WHAT THE TASK ASKS - Return all lines below containing the word "window".

EXERCISE INPUTS -
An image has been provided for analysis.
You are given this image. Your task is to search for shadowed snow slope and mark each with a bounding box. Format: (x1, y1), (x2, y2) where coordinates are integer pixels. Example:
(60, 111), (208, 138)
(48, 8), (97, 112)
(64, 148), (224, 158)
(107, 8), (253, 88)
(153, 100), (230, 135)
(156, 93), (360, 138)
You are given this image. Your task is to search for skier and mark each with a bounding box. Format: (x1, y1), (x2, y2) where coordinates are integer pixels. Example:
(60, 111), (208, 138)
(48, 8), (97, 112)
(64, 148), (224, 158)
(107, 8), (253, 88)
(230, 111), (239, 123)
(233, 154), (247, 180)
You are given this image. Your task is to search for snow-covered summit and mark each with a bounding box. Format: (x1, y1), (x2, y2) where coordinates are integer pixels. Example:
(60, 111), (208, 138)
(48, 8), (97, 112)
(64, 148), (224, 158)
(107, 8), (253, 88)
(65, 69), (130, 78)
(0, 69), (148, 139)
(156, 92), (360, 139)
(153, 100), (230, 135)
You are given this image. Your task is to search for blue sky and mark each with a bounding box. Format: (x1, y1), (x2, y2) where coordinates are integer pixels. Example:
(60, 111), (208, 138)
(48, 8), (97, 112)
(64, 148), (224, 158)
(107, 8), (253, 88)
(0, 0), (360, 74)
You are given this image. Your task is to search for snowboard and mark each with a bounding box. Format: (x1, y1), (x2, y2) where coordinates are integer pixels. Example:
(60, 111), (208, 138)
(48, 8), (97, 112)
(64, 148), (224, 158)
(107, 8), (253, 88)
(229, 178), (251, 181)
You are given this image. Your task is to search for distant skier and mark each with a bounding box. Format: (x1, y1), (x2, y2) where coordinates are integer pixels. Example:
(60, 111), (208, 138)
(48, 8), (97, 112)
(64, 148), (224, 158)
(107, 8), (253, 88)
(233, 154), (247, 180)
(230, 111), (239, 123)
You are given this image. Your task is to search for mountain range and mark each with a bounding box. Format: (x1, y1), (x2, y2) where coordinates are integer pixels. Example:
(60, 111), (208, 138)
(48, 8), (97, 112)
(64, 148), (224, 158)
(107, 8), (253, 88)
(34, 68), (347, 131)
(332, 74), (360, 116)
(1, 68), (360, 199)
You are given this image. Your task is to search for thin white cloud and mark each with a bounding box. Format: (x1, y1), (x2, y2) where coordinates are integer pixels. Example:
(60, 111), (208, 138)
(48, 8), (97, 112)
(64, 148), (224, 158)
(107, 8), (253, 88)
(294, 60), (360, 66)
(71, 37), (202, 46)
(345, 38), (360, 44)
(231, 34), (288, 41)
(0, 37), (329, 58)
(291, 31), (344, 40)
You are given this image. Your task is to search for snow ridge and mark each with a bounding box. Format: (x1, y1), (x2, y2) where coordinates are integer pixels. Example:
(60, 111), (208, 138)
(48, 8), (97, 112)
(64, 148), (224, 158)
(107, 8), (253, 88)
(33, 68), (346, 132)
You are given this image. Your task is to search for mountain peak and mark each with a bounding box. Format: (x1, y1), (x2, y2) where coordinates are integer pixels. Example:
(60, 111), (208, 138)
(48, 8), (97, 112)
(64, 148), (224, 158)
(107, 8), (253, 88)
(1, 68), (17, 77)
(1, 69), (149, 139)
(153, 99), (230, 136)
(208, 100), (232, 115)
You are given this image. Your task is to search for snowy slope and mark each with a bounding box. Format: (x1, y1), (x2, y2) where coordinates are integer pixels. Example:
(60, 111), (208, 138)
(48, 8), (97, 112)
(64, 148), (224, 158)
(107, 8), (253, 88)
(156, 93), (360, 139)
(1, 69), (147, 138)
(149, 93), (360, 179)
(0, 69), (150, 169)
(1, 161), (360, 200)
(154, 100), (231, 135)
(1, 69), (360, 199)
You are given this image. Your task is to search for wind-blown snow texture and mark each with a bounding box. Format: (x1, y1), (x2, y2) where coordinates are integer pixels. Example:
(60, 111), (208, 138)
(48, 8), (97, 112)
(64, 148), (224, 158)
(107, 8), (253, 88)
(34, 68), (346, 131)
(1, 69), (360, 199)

* * *

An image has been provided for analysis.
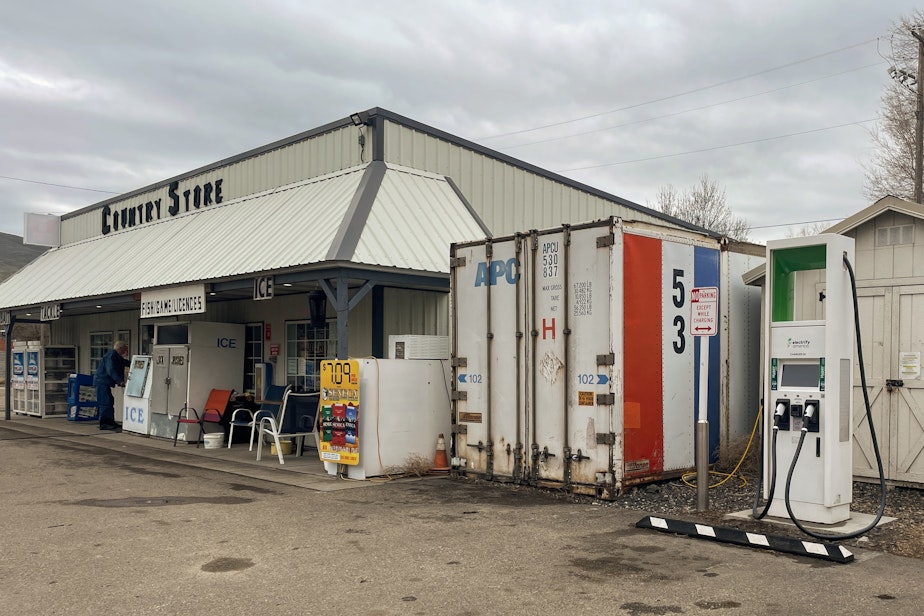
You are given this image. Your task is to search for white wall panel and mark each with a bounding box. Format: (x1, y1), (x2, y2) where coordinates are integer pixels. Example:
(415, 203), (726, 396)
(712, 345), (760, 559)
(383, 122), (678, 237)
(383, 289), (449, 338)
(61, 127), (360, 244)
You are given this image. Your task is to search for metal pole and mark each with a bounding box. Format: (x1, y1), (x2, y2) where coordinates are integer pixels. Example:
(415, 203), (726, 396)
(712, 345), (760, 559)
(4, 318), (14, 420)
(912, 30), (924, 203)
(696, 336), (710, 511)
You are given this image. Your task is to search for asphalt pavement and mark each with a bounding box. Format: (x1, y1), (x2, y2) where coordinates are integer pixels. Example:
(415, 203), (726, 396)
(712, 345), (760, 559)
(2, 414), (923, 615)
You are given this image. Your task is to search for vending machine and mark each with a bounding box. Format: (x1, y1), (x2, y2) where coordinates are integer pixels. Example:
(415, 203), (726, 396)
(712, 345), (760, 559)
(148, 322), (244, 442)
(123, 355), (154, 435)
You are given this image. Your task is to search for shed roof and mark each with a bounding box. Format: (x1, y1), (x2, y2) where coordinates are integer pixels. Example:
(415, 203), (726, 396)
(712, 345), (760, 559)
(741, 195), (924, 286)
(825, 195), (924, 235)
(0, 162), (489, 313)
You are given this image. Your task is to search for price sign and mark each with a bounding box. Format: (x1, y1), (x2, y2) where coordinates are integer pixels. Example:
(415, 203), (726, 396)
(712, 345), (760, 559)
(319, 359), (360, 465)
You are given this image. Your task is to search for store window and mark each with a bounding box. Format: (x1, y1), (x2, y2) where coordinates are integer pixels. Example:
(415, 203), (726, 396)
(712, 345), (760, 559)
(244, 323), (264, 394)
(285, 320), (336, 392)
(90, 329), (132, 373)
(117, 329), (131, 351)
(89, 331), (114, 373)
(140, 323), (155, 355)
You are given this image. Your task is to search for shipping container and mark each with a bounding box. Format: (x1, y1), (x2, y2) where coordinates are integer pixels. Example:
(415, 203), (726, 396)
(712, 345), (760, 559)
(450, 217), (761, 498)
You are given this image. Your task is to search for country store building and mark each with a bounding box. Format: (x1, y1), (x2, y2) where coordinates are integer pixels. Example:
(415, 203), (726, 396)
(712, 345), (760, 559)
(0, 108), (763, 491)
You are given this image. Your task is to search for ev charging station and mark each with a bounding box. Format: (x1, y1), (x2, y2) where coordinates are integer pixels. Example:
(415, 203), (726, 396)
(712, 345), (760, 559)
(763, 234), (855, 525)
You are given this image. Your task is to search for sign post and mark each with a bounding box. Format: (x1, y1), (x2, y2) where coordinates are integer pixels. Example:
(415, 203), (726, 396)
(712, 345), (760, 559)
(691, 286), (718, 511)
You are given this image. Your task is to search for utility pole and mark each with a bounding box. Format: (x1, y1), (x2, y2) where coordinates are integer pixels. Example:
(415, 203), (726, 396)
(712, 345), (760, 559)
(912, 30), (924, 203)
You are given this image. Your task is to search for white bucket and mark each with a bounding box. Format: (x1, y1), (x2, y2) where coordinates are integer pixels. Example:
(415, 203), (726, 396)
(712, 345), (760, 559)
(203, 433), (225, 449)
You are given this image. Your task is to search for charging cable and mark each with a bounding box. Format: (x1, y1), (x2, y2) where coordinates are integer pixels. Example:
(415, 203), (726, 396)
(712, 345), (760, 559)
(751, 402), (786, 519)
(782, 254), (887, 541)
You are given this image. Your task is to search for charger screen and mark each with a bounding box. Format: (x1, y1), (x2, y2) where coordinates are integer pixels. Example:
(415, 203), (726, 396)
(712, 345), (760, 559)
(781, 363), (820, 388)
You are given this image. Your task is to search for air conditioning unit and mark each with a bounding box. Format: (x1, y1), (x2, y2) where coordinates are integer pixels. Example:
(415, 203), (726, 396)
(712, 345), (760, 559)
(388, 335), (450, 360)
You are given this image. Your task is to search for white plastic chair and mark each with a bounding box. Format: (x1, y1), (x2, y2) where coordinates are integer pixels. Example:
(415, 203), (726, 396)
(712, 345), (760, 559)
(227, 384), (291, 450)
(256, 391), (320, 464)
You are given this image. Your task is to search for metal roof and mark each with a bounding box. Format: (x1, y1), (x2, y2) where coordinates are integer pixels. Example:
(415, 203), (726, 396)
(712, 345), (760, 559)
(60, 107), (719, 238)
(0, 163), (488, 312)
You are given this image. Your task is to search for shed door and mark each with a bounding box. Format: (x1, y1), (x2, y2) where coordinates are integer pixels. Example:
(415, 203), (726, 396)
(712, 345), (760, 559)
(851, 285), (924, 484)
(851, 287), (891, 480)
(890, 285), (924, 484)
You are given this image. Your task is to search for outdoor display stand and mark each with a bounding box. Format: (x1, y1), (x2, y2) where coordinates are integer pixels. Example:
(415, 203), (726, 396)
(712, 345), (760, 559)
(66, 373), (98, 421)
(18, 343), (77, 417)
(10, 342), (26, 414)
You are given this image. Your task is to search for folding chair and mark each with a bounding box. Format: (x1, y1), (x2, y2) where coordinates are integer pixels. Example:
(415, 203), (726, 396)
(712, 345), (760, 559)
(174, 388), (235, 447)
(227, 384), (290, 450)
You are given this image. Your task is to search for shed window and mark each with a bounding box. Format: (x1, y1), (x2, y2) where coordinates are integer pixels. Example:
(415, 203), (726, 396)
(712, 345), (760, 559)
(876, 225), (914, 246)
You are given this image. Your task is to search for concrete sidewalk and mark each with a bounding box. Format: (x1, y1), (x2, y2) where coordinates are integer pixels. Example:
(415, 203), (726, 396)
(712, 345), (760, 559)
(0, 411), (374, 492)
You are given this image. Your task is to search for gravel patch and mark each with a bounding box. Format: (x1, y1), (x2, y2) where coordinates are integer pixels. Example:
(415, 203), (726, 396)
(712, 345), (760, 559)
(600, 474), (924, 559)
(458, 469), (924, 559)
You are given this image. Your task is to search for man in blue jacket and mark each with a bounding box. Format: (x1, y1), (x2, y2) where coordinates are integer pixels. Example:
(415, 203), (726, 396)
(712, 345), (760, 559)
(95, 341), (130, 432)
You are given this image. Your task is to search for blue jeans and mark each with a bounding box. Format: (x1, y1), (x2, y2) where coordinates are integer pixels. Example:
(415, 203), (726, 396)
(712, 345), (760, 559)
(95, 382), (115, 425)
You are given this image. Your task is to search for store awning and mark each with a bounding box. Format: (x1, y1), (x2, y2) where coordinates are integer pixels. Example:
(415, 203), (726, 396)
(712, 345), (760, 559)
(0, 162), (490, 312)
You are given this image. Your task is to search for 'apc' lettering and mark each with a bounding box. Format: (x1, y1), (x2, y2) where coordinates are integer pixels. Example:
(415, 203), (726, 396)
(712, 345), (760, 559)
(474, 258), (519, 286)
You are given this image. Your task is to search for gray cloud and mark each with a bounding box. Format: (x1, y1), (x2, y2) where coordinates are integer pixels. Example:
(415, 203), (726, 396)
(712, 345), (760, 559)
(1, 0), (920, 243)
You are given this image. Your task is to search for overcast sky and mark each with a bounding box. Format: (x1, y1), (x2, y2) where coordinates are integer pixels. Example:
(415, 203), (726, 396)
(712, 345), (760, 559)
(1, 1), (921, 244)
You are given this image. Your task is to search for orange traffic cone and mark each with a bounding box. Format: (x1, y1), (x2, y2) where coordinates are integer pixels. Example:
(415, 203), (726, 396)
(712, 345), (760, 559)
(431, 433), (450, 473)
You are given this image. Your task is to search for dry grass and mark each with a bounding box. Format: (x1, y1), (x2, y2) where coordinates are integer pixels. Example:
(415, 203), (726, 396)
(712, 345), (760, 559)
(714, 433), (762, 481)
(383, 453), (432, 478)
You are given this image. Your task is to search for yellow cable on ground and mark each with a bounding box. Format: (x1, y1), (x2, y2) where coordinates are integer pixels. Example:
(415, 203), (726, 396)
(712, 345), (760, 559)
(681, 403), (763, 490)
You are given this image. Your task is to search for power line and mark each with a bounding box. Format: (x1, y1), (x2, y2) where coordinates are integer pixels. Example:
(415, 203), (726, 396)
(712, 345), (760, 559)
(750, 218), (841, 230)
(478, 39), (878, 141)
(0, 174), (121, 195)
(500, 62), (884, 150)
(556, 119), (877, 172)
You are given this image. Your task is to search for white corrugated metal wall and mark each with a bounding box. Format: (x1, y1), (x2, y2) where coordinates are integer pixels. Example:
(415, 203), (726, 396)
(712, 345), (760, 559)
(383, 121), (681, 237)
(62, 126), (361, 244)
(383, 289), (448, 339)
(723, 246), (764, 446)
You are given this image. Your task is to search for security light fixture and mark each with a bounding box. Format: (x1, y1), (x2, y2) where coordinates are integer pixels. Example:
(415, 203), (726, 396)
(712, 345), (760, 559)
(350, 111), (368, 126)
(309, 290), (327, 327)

RESULT -
You are given this image. Your task is to search for store window and mark each with a bounding box. Format: (x1, y1), (x2, y2) where coordinates are integer pixels. Example:
You are given this image. Your task is to search for shed window and mark each with a bounding box. Format: (x1, y1), (x2, y2) where coordinates are integer pixels. Example:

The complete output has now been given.